# Requirements:
Find every line in the material below that contains the string "green", and copy each of those lines in full. Matching is case-sensitive.

Source data:
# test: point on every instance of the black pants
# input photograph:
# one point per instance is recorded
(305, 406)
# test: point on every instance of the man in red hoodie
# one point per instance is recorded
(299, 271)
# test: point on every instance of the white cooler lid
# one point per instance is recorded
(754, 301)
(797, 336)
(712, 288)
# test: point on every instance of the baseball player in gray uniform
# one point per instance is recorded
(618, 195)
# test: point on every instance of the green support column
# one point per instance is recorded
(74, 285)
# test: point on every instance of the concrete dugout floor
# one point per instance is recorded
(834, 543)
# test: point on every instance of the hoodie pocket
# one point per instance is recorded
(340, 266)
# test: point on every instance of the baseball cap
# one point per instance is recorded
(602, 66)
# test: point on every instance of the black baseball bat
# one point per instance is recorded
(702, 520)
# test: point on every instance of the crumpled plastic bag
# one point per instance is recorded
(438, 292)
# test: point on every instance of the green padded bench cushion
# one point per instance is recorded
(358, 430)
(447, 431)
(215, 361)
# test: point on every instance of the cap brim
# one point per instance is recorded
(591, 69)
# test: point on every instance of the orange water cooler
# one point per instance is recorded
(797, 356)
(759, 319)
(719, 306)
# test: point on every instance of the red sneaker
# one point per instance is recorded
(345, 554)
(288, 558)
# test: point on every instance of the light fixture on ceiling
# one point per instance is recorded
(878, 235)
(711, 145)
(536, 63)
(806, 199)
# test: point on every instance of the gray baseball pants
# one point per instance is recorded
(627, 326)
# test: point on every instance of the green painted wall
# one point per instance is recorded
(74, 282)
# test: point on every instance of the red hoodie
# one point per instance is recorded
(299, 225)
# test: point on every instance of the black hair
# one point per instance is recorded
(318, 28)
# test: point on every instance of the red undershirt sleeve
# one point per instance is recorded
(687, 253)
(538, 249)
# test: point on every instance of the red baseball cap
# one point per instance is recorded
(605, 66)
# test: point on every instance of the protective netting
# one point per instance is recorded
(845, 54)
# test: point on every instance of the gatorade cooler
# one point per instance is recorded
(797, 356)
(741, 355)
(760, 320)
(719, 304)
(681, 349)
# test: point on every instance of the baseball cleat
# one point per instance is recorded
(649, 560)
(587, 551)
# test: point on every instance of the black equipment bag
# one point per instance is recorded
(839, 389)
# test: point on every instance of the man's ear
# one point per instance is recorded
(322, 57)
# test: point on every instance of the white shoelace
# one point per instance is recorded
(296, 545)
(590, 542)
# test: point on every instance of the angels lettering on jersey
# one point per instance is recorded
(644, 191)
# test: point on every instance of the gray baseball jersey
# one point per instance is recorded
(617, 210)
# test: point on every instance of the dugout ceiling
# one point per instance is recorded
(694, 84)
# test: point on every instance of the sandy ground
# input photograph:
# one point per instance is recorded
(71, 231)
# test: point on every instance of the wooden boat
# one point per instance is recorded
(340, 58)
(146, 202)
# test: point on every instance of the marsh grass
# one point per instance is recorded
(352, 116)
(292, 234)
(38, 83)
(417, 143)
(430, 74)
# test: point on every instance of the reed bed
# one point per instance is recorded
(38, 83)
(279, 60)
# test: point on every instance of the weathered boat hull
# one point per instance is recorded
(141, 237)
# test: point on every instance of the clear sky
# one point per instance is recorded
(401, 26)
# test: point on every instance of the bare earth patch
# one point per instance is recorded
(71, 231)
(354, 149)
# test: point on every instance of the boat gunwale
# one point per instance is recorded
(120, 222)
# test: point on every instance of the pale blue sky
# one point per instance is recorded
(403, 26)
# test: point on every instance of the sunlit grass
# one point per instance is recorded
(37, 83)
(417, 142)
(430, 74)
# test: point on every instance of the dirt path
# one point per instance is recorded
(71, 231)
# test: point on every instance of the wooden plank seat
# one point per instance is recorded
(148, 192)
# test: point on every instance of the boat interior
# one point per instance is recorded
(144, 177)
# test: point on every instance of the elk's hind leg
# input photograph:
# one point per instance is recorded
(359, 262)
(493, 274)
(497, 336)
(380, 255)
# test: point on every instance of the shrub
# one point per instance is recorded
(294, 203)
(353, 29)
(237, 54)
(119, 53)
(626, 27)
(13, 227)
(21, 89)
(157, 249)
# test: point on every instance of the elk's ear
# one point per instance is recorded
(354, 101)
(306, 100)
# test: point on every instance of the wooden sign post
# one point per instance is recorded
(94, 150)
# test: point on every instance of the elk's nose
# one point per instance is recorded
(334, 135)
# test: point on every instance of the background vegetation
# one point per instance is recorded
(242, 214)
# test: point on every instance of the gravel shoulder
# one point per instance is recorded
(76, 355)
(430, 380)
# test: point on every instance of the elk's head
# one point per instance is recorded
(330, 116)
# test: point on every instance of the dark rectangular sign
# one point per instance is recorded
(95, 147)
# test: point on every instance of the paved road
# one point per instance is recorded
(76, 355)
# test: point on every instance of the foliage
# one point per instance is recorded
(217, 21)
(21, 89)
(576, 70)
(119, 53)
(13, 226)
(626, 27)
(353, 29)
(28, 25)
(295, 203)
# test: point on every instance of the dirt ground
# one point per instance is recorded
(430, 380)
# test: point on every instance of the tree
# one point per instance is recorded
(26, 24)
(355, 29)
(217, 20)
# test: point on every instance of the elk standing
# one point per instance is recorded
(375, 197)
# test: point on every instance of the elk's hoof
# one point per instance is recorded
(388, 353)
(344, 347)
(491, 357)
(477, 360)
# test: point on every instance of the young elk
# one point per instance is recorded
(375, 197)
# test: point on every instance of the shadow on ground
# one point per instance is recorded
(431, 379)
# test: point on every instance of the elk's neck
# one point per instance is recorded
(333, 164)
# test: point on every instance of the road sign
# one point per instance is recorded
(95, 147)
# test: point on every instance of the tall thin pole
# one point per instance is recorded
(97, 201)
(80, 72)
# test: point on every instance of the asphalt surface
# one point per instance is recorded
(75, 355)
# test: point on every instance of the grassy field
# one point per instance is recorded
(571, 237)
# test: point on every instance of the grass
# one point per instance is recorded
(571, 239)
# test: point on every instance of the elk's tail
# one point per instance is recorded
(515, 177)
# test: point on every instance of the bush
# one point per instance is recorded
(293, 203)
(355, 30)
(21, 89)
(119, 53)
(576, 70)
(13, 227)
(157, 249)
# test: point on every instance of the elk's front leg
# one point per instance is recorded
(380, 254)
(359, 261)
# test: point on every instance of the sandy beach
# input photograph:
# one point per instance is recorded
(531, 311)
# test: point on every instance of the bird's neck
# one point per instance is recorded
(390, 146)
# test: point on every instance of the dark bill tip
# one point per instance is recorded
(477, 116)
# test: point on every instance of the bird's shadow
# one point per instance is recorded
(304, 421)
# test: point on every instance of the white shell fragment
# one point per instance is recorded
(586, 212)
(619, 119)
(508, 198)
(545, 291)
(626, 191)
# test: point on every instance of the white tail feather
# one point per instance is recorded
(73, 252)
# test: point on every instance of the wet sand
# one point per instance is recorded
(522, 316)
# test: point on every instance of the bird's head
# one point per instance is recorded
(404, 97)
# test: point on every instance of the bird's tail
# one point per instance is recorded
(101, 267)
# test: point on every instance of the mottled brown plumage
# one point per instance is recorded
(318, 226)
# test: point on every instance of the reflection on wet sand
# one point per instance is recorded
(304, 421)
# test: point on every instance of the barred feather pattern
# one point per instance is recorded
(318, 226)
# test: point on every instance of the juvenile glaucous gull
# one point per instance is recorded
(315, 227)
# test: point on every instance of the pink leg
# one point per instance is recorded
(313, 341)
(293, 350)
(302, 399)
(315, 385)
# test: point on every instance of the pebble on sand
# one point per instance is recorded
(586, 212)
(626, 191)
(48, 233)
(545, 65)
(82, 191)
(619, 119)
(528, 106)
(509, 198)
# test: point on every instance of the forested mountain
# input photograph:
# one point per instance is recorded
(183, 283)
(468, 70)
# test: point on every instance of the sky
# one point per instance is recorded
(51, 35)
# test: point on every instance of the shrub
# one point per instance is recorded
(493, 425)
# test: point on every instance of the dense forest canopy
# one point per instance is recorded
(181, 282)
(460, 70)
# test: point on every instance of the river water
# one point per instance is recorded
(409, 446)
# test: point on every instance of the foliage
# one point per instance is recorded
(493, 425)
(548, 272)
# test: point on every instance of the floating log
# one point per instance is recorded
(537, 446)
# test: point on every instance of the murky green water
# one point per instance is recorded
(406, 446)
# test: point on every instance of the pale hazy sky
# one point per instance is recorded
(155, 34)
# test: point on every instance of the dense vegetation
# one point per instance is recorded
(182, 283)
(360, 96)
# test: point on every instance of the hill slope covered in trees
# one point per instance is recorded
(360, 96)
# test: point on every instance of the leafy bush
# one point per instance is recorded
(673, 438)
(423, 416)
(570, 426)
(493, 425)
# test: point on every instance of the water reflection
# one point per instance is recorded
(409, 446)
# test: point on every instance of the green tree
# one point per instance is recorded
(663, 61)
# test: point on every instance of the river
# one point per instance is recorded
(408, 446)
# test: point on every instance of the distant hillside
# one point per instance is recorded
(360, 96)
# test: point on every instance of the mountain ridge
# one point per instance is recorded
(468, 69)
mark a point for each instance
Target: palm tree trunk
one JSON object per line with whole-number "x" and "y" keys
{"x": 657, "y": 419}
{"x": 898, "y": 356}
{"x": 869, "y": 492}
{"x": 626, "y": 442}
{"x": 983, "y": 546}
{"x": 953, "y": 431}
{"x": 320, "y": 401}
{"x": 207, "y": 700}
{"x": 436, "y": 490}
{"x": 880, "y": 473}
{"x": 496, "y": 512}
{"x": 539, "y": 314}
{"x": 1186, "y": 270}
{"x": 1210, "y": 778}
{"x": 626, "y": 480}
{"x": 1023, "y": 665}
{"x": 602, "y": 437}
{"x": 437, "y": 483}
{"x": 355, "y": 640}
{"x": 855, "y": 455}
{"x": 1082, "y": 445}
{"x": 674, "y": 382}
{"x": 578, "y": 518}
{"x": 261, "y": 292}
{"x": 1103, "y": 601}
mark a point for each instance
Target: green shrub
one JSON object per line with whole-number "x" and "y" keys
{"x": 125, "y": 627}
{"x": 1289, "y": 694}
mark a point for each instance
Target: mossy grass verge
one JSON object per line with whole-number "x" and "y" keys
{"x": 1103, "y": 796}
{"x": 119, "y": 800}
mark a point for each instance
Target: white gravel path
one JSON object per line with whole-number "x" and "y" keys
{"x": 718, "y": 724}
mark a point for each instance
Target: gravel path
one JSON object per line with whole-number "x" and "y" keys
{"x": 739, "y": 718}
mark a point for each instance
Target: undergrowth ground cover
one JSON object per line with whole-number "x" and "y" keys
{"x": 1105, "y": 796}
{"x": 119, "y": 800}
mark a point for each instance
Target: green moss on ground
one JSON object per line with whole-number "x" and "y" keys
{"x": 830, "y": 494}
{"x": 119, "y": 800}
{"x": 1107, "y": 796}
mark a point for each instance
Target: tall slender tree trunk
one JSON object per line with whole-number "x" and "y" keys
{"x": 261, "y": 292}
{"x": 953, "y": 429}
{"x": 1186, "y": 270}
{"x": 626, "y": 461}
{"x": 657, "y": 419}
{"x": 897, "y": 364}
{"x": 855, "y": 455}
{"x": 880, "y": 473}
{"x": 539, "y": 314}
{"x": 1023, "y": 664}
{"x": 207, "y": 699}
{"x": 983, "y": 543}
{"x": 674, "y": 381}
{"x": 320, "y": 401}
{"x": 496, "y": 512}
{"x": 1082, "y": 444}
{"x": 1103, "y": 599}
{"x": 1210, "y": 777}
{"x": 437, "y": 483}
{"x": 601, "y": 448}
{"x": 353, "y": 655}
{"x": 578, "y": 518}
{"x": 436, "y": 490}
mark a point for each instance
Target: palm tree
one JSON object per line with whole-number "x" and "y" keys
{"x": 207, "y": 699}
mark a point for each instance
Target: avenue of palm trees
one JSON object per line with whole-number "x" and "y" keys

# Correct output:
# test: point on every instance of the green support column
# test: point on every instance of the green padded bench cushion
# test: point on every instance of the green painted wall
# test: point on every instance of the murky green water
# test: point on every instance of the green tree
Target: green shrub
Target: green moss on ground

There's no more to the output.